DIRECTIVES:
**A)** Using the opinion piece and entries below, decide whether each statement agrees with the opinion piece: (i) the writer backed Remain in 2016; (ii) Corbyn rated his enthusiasm for Remain at nine out of ten; (iii) the "on balance Remainers" did not know the EU was essentially neoliberal. Answer yes or no to each and quote the deciding words.
**B)** Answer these questions from the opinion piece below, one per line:
(i) In what year was the referendum held?
(ii) Which piece of music does the opinion piece name?
(iii) Which option did the "on balance Remainers" judge to be better?

═════ EXCERPTED TEXT ═════

By David Osland
Call us the ‘on balance Remainers’. Millions of people – and I was one of them – backed Britain’s continued membership of the European Union in 2016, not from any commitment to some nebulously painted European ideal, but an entirely quotidian sense of pragmatism.
Nobody with a leftist outlook on politics, economics or social life will have approached the referendum ballot box that year unaware of the multiple structural fatuities and follies perpetrated by Brussels, not least because our attention was regularly drawn to them by a vociferous contingent of Lexit advocates.
Our eyes did not tear up in emotive Pavlovian response each time we heard an out of tune rendition of Beethoven’s Ninth from some substandard Belgian municipal symphony orchestra.
We knew all about the essentially neoliberal nature of the EU project, the enshrined freedom of movement for capital, the blatantly protectionist nature of the agricultural and fisheries policies, the substantial net cost in UK contributions.
But we did grasp that victory for the Leave campaigns would also represent triumph for the most ideologically driven elements of the Tory and Faragist right, creating a climate conducive to nationalism of the most rebarbative variety and chlorinated chicken alike.
And so, after weighing the pros and cons for ourselves personally, our families, the firms we work for, the British economy and British society as a whole, we came to the conclusion that remain and reform was the better option.
One politician captured ‘on balance Remainer’ sentiment perfectly, in a soundbite that attracted concentrated disapprobation at the time. That was Labour leader Jeremy Corbyn, when he famously described his level of enthusiasm for Remain as ‘seven, seven and a half out of ten’.
Yes, but the critics immediately add, did he even believe that personally? Given his unblemished record of eurosceptic voting throughout his many years in parliament, surely Corbyn was a closet Lexiteer, boxed in to paying lip service to a stance out of kilter with his gut instincts?

═════ DATA SHOWN ═════

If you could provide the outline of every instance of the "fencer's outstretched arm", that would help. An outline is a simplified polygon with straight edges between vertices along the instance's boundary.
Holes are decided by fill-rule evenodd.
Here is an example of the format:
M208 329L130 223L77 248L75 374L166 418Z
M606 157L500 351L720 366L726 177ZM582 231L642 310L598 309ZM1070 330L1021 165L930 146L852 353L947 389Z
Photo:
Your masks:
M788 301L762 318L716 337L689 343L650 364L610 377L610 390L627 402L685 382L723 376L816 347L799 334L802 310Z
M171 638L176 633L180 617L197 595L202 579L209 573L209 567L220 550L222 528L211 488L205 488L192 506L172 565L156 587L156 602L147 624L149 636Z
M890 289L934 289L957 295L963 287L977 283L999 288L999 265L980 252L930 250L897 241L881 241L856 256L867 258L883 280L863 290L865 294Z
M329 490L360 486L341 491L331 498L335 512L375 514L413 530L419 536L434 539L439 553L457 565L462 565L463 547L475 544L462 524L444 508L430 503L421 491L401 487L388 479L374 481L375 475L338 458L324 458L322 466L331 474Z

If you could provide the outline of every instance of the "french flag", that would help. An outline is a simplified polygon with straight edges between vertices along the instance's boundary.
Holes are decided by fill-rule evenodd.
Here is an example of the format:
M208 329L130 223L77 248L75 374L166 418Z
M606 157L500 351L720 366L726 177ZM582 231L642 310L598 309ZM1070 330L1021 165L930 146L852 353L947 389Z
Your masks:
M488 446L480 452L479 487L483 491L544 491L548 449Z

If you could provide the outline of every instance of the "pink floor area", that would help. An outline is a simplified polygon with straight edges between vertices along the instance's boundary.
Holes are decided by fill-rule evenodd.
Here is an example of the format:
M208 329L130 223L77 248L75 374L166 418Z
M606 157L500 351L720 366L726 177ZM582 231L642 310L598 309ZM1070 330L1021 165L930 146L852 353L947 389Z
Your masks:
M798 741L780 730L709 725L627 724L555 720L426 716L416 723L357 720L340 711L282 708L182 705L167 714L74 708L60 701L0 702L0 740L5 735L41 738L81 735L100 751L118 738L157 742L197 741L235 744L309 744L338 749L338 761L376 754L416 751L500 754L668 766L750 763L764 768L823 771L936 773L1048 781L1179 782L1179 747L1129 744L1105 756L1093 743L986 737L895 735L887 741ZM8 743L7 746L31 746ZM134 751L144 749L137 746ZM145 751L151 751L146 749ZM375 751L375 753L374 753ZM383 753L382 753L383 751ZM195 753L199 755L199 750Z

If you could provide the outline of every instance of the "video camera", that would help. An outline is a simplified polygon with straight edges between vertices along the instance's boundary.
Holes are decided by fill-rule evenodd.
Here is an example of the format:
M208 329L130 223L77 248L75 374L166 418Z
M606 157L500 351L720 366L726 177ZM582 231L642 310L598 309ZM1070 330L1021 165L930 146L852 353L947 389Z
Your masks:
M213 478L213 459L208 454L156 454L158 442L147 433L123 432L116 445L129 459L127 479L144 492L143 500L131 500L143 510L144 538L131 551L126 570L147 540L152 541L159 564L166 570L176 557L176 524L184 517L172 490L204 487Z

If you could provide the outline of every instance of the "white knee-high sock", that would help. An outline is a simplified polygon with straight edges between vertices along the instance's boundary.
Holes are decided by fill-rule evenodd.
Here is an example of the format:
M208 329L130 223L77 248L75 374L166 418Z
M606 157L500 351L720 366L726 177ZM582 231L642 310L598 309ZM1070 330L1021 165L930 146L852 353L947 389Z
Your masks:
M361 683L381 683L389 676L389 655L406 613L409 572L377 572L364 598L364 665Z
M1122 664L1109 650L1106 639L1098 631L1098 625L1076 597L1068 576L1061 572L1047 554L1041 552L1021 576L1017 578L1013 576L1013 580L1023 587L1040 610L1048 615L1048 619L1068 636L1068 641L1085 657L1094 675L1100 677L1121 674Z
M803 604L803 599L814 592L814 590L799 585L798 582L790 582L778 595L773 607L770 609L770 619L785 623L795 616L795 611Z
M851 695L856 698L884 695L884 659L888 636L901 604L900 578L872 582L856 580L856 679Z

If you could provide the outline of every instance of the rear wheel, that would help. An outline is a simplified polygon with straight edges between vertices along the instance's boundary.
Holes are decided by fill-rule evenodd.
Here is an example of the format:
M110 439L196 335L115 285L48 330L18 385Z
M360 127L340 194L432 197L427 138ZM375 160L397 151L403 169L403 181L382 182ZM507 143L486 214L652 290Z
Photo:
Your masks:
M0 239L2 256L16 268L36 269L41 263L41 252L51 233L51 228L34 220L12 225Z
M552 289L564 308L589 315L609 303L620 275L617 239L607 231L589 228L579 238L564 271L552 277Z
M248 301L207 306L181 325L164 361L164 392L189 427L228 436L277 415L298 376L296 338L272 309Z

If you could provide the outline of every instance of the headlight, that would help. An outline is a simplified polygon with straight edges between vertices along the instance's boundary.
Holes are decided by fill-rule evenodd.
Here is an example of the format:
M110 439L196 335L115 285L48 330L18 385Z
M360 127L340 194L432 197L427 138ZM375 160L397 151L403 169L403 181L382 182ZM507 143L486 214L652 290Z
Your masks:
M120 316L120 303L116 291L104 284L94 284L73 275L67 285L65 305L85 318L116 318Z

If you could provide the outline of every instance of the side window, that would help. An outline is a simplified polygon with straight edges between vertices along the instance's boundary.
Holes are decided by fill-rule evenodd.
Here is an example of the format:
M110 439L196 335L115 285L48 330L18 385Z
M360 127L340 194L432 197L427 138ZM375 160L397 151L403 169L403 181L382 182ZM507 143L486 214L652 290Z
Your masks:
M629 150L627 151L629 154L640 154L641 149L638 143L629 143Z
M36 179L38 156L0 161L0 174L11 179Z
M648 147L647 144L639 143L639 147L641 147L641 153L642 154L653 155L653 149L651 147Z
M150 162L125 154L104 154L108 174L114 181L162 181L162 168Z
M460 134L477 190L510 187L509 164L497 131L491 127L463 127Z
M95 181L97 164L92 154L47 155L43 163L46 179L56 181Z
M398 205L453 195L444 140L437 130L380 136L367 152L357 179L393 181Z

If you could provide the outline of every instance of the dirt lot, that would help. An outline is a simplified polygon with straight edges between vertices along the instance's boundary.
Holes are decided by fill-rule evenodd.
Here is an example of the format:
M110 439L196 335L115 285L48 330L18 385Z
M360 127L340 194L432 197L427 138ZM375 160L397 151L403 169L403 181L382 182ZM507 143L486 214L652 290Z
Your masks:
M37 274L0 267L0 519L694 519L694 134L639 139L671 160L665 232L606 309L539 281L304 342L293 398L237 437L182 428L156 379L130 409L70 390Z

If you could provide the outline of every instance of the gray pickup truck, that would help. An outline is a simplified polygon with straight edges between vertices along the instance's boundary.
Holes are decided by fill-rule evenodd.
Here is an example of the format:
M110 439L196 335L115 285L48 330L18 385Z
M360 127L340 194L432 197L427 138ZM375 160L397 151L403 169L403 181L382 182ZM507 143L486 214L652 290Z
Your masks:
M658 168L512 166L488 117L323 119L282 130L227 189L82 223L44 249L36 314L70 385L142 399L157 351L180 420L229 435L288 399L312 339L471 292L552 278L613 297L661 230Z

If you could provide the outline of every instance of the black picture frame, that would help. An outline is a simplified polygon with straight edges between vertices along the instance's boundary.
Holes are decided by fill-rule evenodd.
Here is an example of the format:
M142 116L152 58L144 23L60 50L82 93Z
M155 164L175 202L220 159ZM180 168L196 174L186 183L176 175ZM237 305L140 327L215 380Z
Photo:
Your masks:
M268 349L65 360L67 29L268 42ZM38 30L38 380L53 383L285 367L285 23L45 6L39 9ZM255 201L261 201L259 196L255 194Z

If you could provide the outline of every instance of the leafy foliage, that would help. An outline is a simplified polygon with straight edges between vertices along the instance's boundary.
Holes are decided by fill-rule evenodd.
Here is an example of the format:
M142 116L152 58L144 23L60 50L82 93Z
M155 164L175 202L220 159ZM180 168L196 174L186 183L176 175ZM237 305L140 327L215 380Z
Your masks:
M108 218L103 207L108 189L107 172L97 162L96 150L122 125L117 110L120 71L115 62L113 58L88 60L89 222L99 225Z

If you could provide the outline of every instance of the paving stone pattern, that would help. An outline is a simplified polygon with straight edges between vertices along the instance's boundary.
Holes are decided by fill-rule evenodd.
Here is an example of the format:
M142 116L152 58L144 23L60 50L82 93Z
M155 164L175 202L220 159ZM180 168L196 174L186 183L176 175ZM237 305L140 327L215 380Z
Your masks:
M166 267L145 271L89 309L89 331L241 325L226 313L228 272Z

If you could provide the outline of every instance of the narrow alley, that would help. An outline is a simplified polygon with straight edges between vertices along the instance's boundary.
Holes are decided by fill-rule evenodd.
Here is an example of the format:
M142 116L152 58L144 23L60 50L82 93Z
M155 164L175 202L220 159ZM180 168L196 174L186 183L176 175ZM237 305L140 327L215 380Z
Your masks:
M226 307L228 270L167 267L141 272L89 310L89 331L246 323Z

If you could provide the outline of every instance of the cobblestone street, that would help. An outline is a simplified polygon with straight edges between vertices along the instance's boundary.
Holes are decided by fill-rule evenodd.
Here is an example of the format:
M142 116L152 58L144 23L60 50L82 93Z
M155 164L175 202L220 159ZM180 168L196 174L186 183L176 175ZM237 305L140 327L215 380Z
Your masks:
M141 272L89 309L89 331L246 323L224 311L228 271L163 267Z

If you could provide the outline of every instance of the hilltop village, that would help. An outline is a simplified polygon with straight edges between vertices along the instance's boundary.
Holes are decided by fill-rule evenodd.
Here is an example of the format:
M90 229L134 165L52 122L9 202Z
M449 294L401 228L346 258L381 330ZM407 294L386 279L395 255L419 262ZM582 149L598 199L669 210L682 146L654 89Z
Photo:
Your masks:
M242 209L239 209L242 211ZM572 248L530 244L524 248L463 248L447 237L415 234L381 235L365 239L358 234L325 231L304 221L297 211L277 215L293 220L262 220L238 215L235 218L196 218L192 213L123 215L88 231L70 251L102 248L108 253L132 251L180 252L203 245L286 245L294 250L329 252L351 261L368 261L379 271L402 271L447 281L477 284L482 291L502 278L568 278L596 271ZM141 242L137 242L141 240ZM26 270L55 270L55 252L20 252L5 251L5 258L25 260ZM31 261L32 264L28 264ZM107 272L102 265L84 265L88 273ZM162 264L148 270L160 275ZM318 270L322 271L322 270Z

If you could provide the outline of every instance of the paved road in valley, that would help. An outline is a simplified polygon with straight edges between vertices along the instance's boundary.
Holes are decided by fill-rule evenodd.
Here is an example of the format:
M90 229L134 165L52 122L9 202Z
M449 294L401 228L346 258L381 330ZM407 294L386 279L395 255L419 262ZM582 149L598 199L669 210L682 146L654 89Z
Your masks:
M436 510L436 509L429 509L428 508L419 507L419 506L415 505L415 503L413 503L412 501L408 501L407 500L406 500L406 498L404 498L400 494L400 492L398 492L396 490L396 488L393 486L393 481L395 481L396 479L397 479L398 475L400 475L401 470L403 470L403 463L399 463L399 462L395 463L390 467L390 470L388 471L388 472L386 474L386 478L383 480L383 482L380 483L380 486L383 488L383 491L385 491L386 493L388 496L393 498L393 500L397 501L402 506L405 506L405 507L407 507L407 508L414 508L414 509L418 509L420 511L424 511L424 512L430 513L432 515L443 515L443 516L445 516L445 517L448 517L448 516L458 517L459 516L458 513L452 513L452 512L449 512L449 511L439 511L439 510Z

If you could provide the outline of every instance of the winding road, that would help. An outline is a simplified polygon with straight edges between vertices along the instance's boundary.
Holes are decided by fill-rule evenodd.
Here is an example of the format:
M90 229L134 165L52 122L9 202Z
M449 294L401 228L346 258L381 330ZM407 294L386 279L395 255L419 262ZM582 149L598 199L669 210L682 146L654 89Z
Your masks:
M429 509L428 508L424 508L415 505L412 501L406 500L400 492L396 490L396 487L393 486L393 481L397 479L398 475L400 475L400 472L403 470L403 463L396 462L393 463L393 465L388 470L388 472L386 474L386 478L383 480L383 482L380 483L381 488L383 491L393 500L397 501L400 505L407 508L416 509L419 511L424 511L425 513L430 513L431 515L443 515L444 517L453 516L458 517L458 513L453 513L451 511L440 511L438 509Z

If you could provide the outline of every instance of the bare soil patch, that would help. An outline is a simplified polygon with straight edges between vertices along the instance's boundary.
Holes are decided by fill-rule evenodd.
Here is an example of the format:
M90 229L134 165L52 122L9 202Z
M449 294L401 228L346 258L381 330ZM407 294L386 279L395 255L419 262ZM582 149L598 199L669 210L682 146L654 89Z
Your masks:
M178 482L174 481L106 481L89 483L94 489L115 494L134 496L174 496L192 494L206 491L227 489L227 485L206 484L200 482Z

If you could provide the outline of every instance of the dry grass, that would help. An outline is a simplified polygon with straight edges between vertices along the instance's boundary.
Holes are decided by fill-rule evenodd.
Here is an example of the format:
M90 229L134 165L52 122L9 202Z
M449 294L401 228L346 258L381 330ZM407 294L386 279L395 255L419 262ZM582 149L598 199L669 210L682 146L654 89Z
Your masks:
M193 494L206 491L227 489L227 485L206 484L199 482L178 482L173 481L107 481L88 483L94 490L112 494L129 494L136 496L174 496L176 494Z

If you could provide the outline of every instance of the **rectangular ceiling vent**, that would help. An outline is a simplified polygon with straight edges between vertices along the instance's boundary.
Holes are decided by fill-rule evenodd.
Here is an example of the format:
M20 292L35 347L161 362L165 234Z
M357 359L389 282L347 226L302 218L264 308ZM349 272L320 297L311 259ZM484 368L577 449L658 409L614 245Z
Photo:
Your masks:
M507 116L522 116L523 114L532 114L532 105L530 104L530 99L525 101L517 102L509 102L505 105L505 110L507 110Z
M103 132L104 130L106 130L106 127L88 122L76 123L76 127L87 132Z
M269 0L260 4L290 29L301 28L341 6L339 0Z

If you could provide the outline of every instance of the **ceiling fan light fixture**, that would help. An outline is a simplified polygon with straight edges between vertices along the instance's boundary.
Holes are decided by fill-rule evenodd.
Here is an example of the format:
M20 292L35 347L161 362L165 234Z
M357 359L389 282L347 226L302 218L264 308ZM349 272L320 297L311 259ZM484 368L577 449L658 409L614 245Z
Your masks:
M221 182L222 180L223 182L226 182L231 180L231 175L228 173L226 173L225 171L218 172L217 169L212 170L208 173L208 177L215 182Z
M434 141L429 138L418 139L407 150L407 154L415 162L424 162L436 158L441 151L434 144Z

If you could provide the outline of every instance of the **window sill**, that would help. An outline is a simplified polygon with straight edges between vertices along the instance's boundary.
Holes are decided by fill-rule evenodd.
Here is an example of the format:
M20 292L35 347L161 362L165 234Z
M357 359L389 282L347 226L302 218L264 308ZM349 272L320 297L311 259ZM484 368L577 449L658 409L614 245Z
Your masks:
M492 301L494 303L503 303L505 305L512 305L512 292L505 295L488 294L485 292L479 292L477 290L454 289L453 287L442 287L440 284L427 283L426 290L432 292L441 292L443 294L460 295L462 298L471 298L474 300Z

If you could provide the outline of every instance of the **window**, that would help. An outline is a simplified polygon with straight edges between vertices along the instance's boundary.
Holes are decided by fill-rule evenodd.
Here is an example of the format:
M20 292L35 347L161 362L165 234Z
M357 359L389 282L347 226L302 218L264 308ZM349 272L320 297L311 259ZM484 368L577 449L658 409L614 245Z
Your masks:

═════

EXPECTED OUTPUTS:
**A)**
(i) Yes: "Millions of people – and I was one of them – backed Britain’s continued membership of the European Union in 2016"
(ii) No: "‘seven, seven and a half out of ten’"
(iii) No: "We knew all about the essentially neoliberal nature of the EU project"

**B)**
(i) 2016
(ii) Beethoven’s Ninth
(iii) Remain and reform